[Data listing]

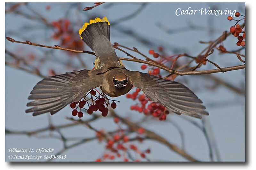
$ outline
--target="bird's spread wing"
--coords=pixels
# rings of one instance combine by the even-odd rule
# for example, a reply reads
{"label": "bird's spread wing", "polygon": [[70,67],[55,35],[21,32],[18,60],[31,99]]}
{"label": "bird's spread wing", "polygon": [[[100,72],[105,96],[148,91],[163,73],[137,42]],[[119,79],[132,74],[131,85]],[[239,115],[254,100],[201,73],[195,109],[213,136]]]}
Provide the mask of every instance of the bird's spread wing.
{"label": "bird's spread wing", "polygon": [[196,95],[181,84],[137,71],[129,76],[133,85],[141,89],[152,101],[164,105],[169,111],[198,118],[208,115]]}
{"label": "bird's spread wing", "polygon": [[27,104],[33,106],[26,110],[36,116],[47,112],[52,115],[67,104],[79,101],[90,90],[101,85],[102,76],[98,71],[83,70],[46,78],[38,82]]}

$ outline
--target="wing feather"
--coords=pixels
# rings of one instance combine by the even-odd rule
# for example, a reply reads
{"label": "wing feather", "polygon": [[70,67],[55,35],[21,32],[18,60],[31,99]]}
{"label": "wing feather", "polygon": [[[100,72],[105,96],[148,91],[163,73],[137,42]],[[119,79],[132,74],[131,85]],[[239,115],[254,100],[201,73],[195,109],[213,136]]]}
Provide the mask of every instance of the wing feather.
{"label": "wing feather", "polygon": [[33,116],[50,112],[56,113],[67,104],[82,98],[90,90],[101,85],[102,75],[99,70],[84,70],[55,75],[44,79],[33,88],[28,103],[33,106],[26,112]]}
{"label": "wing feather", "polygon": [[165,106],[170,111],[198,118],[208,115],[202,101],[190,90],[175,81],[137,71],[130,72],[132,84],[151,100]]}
---
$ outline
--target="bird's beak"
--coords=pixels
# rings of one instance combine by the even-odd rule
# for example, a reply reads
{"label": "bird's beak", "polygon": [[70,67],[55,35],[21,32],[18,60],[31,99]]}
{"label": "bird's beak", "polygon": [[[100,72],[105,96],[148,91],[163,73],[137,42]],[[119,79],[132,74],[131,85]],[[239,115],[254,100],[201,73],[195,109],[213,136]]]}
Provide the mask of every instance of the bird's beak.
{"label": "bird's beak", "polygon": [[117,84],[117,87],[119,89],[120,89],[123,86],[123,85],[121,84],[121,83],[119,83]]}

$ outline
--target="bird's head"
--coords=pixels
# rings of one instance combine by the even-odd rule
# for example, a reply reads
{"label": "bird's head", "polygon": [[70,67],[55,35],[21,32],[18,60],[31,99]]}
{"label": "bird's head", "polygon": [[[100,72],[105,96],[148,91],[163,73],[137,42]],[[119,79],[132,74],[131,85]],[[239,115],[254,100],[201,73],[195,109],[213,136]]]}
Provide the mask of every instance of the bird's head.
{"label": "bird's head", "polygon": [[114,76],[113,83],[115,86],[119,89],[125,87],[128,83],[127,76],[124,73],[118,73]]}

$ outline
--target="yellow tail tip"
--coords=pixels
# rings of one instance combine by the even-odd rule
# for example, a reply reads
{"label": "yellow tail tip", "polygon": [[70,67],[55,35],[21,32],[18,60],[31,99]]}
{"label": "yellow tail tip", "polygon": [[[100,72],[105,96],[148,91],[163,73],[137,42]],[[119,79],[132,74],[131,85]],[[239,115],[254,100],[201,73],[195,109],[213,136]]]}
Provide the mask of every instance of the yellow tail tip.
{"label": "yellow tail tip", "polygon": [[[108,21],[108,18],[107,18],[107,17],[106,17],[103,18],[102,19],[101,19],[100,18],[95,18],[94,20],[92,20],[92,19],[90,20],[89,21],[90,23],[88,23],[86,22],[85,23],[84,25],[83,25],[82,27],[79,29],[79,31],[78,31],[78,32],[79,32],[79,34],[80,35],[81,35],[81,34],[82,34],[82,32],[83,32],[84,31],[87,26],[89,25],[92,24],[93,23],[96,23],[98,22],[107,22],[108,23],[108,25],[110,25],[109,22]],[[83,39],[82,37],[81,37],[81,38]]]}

### Your goal
Identify each line in the data listing above that contains the string "yellow", treating uppercase and lowercase as distinct, and copy every such line.

### Solution for this exercise
--target="yellow tail tip"
{"label": "yellow tail tip", "polygon": [[70,67],[55,35],[21,32],[18,60],[31,99]]}
{"label": "yellow tail tip", "polygon": [[[100,72],[105,96],[148,91],[163,73],[137,42]],[[119,79],[132,74],[131,85]],[[239,115],[254,100],[201,73],[195,109],[213,136]]]}
Provide the mask of every instance of the yellow tail tip.
{"label": "yellow tail tip", "polygon": [[[108,21],[108,18],[107,18],[107,17],[106,17],[103,18],[102,19],[101,19],[100,18],[95,18],[94,20],[92,20],[92,19],[90,20],[89,21],[90,23],[88,23],[86,22],[85,23],[84,25],[83,25],[82,27],[79,29],[79,31],[78,31],[78,32],[79,32],[79,34],[80,35],[81,35],[81,34],[82,34],[82,32],[83,32],[84,31],[87,26],[89,25],[92,24],[93,23],[96,23],[98,22],[107,22],[108,23],[108,25],[110,25],[109,22]],[[83,39],[82,37],[81,37],[81,38]]]}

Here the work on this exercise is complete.